WHAT YOU SHOULD DO :: Render the lines below as a JSON list of strings, one string per line, with blank lines left out. Start at the line that contains "Would it be possible for you to locate the chopped" and end at the line that contains "left=306, top=49, right=436, bottom=313", both included, and cover only those lines.

[Rows from a dataset]
>> start

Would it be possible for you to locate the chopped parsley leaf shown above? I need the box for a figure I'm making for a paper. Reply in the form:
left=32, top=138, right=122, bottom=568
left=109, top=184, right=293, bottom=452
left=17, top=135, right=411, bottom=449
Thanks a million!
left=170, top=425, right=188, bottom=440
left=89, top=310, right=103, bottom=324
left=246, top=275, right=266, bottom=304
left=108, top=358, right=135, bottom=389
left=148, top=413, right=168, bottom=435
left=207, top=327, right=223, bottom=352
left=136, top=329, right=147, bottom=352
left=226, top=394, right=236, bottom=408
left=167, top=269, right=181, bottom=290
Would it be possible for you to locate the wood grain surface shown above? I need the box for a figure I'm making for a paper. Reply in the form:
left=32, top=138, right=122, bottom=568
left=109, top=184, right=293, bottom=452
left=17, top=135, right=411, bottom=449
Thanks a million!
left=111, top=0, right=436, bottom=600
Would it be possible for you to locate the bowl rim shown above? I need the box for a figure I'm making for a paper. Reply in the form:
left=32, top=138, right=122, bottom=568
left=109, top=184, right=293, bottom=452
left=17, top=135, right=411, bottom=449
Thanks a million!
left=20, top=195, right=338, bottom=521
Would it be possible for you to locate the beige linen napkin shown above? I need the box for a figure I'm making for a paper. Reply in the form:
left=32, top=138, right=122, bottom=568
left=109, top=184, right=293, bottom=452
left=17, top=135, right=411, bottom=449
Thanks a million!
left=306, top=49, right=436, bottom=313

>> end
>> start

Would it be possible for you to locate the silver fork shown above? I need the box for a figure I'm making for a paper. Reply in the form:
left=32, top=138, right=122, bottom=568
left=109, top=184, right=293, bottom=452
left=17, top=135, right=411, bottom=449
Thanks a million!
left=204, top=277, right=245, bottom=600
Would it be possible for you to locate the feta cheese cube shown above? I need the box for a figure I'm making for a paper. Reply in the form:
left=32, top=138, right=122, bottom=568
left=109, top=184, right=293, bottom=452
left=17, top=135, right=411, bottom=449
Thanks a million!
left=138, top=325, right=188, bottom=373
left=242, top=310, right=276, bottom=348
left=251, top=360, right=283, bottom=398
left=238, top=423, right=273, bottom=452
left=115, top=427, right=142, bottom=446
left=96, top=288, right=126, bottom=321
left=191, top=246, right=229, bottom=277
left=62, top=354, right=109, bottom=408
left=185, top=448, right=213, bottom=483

>> end

SOLUTION TO THIS EXERCISE ::
[
  "Would it be possible for you to locate the chopped parsley leaf shown above? I need the box for a figure I'm making for a paper. Reply in the form:",
  "left=32, top=138, right=122, bottom=568",
  "left=109, top=184, right=293, bottom=452",
  "left=17, top=135, right=411, bottom=449",
  "Thanks a million!",
  "left=170, top=425, right=188, bottom=440",
  "left=89, top=310, right=103, bottom=324",
  "left=246, top=275, right=266, bottom=304",
  "left=108, top=358, right=135, bottom=389",
  "left=148, top=413, right=168, bottom=435",
  "left=207, top=327, right=223, bottom=352",
  "left=136, top=329, right=147, bottom=352",
  "left=226, top=394, right=236, bottom=408",
  "left=167, top=269, right=181, bottom=290",
  "Would it be possible for you to locate the wood grain surface shown above? I need the box for a figure I'm making for a paper. Reply in the form:",
  "left=32, top=138, right=122, bottom=568",
  "left=109, top=184, right=293, bottom=452",
  "left=17, top=135, right=411, bottom=449",
  "Thanks a million!",
  "left=111, top=0, right=436, bottom=600",
  "Would it be possible for you to locate the bowl rim shown above? I need the box for a figure I'm making for a paper. Reply in the form:",
  "left=32, top=138, right=122, bottom=568",
  "left=109, top=184, right=293, bottom=452",
  "left=17, top=135, right=411, bottom=449",
  "Thanks a million!",
  "left=20, top=195, right=338, bottom=521",
  "Would it be possible for you to locate the beige linen napkin shown above? I need the box for a figure I'm making for a paper. Reply in the form:",
  "left=32, top=138, right=122, bottom=568",
  "left=109, top=184, right=293, bottom=452",
  "left=17, top=135, right=411, bottom=449",
  "Thanks a million!",
  "left=306, top=49, right=436, bottom=313"
]